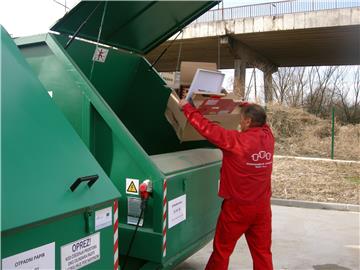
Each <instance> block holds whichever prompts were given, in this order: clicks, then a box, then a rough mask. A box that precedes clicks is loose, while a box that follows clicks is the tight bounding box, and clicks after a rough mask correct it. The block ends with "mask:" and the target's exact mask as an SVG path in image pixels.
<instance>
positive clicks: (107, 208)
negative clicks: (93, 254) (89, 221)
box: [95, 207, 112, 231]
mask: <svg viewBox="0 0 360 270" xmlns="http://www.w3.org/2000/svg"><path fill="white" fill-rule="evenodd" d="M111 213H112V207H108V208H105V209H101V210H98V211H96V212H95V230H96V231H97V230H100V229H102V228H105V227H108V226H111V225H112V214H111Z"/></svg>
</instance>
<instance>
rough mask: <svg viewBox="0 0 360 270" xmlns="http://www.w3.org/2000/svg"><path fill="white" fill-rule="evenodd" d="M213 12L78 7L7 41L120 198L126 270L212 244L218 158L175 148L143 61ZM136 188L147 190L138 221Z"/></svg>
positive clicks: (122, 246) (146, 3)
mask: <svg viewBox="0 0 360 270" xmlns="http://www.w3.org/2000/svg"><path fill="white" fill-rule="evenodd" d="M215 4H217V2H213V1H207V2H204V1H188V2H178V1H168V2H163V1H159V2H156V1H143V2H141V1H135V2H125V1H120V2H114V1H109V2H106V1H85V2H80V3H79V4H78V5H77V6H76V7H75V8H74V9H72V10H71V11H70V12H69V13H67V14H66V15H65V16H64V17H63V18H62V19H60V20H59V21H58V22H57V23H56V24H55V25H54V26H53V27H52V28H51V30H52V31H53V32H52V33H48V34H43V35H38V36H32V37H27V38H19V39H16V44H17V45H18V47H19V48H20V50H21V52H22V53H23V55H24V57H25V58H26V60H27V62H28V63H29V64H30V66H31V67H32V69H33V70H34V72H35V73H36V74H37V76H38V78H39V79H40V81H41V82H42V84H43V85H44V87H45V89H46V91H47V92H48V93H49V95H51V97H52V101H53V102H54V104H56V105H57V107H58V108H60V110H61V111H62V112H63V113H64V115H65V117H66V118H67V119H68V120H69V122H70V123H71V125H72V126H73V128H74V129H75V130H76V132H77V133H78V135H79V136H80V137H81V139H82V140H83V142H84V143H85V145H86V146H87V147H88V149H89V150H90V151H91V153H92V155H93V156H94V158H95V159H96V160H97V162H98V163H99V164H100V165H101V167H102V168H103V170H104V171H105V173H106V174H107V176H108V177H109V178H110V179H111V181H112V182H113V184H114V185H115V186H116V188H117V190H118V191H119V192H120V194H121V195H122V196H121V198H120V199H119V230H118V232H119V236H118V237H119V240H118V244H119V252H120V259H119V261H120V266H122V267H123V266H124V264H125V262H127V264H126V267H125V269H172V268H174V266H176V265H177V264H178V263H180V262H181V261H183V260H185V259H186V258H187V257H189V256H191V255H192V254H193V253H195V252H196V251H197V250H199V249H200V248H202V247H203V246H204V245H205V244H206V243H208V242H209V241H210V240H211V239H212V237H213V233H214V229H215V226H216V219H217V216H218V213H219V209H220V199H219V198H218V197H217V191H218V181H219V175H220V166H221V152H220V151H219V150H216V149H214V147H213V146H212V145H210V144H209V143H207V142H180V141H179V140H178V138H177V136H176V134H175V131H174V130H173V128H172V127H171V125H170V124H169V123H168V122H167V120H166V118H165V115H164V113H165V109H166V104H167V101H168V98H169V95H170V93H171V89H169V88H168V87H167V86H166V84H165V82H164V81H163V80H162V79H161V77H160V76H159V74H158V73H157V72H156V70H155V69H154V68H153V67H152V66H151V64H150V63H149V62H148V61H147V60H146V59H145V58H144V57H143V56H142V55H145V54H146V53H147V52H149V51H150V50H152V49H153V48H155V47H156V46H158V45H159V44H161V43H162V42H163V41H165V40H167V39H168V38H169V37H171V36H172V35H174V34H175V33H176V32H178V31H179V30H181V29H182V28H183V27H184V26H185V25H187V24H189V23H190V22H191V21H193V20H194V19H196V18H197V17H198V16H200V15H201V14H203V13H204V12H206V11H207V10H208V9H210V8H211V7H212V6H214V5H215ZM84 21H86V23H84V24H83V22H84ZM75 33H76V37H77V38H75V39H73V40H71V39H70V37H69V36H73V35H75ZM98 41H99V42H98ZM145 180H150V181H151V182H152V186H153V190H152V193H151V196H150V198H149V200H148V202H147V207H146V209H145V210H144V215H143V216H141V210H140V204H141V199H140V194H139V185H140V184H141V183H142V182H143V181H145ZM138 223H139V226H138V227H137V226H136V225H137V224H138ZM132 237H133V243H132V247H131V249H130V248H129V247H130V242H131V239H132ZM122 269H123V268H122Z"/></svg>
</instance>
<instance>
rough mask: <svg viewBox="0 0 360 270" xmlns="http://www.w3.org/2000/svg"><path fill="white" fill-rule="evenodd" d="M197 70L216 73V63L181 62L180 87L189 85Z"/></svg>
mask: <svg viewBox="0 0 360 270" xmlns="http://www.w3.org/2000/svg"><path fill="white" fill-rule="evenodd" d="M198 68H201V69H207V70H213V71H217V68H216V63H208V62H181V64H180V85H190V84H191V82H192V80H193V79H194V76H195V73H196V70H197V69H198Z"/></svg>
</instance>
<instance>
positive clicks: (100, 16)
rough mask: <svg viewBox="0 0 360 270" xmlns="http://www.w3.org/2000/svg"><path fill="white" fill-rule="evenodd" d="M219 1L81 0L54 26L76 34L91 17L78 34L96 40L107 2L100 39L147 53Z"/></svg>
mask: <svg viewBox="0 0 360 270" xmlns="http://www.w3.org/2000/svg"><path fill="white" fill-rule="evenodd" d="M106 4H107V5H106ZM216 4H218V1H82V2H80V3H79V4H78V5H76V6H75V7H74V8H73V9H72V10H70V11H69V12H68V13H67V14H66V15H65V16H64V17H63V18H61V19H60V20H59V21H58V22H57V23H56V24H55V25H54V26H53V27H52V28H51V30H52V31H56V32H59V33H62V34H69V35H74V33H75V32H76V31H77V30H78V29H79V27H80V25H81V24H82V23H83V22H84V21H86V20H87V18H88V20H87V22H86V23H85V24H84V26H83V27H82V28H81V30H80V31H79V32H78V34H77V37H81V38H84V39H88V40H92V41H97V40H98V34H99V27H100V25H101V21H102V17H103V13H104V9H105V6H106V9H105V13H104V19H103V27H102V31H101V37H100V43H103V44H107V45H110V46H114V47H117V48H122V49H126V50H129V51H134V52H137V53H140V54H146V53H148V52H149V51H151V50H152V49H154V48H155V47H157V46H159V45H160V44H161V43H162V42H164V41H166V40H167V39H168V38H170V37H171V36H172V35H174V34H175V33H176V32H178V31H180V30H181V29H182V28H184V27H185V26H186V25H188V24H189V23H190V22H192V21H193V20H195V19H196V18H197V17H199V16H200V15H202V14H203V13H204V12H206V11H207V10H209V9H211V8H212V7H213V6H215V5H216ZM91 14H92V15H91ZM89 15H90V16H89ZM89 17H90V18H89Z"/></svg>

----------

Copy, without any change, the lines from the one that contains "70L216 73V63L181 62L180" to the final line of the entries above.

rough mask: <svg viewBox="0 0 360 270" xmlns="http://www.w3.org/2000/svg"><path fill="white" fill-rule="evenodd" d="M197 70L216 73V63L181 62L180 87L189 85Z"/></svg>
mask: <svg viewBox="0 0 360 270" xmlns="http://www.w3.org/2000/svg"><path fill="white" fill-rule="evenodd" d="M198 68H201V69H207V70H213V71H217V68H216V63H208V62H181V64H180V85H190V84H191V82H192V80H193V79H194V76H195V73H196V70H197V69H198Z"/></svg>
</instance>
<instance>
positive clicks: (100, 16)
rough mask: <svg viewBox="0 0 360 270" xmlns="http://www.w3.org/2000/svg"><path fill="white" fill-rule="evenodd" d="M219 1L81 0L54 26L76 34L91 17L78 34L96 40L107 2L100 39L147 53Z"/></svg>
mask: <svg viewBox="0 0 360 270" xmlns="http://www.w3.org/2000/svg"><path fill="white" fill-rule="evenodd" d="M106 4H107V5H106ZM216 4H218V1H82V2H80V3H79V4H78V5H76V6H75V7H74V8H73V9H72V10H70V11H69V12H68V13H67V14H66V15H65V16H64V17H63V18H61V19H60V20H59V21H58V22H57V23H56V24H55V25H54V26H53V27H52V28H51V30H52V31H56V32H59V33H62V34H69V35H74V33H75V32H76V31H77V30H78V29H79V27H80V25H81V24H82V23H83V22H84V21H86V20H87V18H88V20H87V22H86V23H85V24H84V26H83V27H82V28H81V30H80V31H79V32H78V34H77V37H81V38H84V39H88V40H92V41H97V40H98V34H99V27H100V25H101V21H102V17H103V13H104V9H105V6H106V9H105V13H104V19H103V27H102V31H101V37H100V43H103V44H107V45H110V46H114V47H117V48H122V49H126V50H129V51H134V52H137V53H140V54H146V53H148V52H149V51H151V50H152V49H154V48H155V47H157V46H159V45H160V44H161V43H162V42H164V41H166V40H167V39H168V38H170V37H171V36H172V35H174V34H175V33H176V32H178V31H180V30H181V29H182V28H184V27H185V26H186V25H188V24H189V23H190V22H192V21H193V20H195V19H196V18H197V17H199V16H200V15H202V14H203V13H204V12H206V11H207V10H209V9H211V8H212V7H213V6H215V5H216ZM91 14H92V15H91ZM89 15H90V16H89ZM89 17H90V18H89Z"/></svg>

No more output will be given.